On every hand were subjects appealing to the artistic sense, but the descending night made any sketching or photographing out of the question until morning. We would spend the whole of the next day, however, in the enchanting spot, and so, agog with enthusiasm, we sought our room and went early to bed. Sometime in the ,night, a sound awakened me, the patter of rain upon the roof. By morning there was a steady downpour without a rift in the leaden sky. We made some remarks to the chambermaid about having understood that it never rained in Southern California after the middle of April. She said she didn't know much about this climate, having been here only a few months—she was from back East herself—but she had heard the boss say he thought we were in for a three days' storm.

We sighed. Accommodations were exceedingly poor. Our room was cold, of course; no dyed-in-the-wool Southern Californian would think of sup-plying fire in your room—it would be an insult to the climate. There were leaks in the ceiling. The public sitting-room, normally cheerless and dark, was made more so that morning by the concentrated gloom of an assemblance of three or four other storm-stayed travelers who had nothing to do but read back-number literature and grumble about the weather. Even the prospect of a good dinner was denied us, for never elsewhere, East or West, had we encountered the like of the bill-of-fare offered by that rustic hostelry with its fried onions, boiled cabbage, rank butter, and bloody bones of bull steak—served on cold, greasy plates upon a grimy table cloth. Alas for the sunshine of Camulos, the radiance of the San Fernando Valley, the happy gypsy meals by the flowery roadsides; alas for our carriage trip-was it to end like this?

#####

> _OBJECTIVE A_
Decide whether each of the following statements agrees with the passage about the storm-stayed travelers. (i) The chambermaid said she came from back East. (ii) The travelers' room was warm. (iii) The public sitting-room was usually bright and cheerful.

#####

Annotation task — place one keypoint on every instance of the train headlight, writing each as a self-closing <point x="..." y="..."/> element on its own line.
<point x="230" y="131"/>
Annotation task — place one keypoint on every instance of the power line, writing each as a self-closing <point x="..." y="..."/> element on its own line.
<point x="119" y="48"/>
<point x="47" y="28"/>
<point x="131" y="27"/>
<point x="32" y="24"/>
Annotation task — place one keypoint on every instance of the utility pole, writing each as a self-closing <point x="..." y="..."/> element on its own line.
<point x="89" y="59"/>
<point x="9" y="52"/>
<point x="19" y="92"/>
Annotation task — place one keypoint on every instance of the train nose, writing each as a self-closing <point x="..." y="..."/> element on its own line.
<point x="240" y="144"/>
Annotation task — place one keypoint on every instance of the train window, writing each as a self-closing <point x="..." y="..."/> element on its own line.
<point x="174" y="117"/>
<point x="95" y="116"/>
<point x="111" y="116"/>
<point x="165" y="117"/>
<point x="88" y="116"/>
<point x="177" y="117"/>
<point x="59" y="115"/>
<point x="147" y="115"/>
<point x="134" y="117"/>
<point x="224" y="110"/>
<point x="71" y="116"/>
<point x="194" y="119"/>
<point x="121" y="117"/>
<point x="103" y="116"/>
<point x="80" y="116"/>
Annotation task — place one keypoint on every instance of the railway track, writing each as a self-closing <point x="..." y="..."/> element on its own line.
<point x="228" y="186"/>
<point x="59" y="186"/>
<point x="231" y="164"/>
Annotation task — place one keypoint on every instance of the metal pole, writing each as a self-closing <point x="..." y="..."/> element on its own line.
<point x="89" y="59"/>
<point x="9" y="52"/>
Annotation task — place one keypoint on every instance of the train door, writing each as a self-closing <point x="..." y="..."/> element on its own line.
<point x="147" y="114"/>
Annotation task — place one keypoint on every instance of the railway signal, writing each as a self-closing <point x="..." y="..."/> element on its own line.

#####

> _OBJECTIVE B_
Rewrite the records from the line containing "railway track, writing" through the end of the records, inclusive. Add -63 to every x and y coordinate in the answers and leave the requests unchanged.

> _REPLY A_
(i) Yes: "she was from back East herself"
(ii) No: "Our room was cold, of course"
(iii) No: "normally cheerless and dark"

> _REPLY B_
Annotation task — place one keypoint on every instance of the railway track, writing each as a self-closing <point x="..." y="..."/> element on its own line.
<point x="165" y="123"/>
<point x="-4" y="123"/>
<point x="168" y="101"/>
Annotation task — place one keypoint on every instance of the metal pole, writing each as a self-closing <point x="..." y="..."/> element on its own line.
<point x="26" y="-4"/>
<point x="-54" y="-11"/>
Annotation task — place one keypoint on every instance of the train door, writing each as a self-closing <point x="..." y="..."/> element on its own line.
<point x="84" y="51"/>
Annotation task — place one keypoint on every instance of the railway signal, writing each as a self-closing <point x="..." y="..."/> element on its own line.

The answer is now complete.